[start of Items]
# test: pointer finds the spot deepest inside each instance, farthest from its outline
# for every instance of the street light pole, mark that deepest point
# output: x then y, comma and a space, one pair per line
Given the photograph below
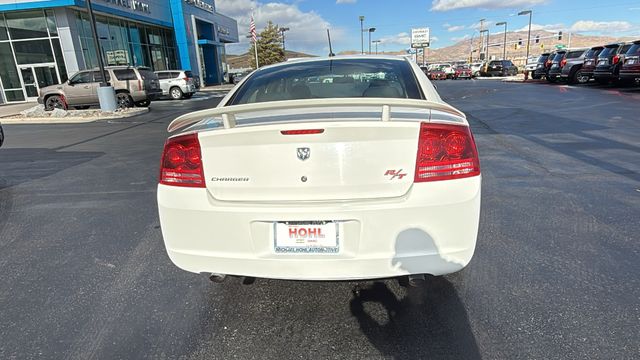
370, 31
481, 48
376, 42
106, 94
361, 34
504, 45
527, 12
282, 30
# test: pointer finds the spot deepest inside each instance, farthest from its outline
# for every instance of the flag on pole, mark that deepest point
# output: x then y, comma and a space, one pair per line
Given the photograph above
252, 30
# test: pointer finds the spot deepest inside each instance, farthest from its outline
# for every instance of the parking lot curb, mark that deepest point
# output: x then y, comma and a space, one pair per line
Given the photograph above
[end of Items]
[start of Items]
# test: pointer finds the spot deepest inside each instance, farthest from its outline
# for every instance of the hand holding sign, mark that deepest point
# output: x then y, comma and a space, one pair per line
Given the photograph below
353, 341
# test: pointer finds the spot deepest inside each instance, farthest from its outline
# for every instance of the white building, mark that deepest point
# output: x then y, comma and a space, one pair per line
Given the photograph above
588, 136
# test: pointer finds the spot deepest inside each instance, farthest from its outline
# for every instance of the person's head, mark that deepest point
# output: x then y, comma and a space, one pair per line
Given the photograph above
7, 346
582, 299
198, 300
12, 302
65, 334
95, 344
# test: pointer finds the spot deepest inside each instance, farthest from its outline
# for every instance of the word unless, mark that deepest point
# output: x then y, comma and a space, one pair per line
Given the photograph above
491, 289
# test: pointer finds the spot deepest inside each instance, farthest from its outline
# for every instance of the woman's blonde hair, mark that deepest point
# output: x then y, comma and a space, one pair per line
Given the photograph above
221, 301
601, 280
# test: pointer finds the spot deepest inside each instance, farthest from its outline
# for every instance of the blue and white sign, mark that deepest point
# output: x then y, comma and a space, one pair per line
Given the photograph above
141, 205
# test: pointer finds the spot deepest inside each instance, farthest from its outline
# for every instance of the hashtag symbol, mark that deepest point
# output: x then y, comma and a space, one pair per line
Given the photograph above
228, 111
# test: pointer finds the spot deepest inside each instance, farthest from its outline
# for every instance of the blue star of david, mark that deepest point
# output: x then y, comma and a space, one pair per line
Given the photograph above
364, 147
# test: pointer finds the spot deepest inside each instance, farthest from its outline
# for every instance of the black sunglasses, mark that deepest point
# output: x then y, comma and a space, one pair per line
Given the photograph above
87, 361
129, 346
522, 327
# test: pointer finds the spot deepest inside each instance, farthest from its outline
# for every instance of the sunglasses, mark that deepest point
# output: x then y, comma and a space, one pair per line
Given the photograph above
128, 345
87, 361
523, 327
[end of Items]
• Exercise objective:
Extract each line of the rows above that contains the string "sunglasses", and reproduce every such line in full.

• Finished task:
# for every instance of the black sunglasses, mark that deepest point
# for every instance of the sunglasses, mark that deepest point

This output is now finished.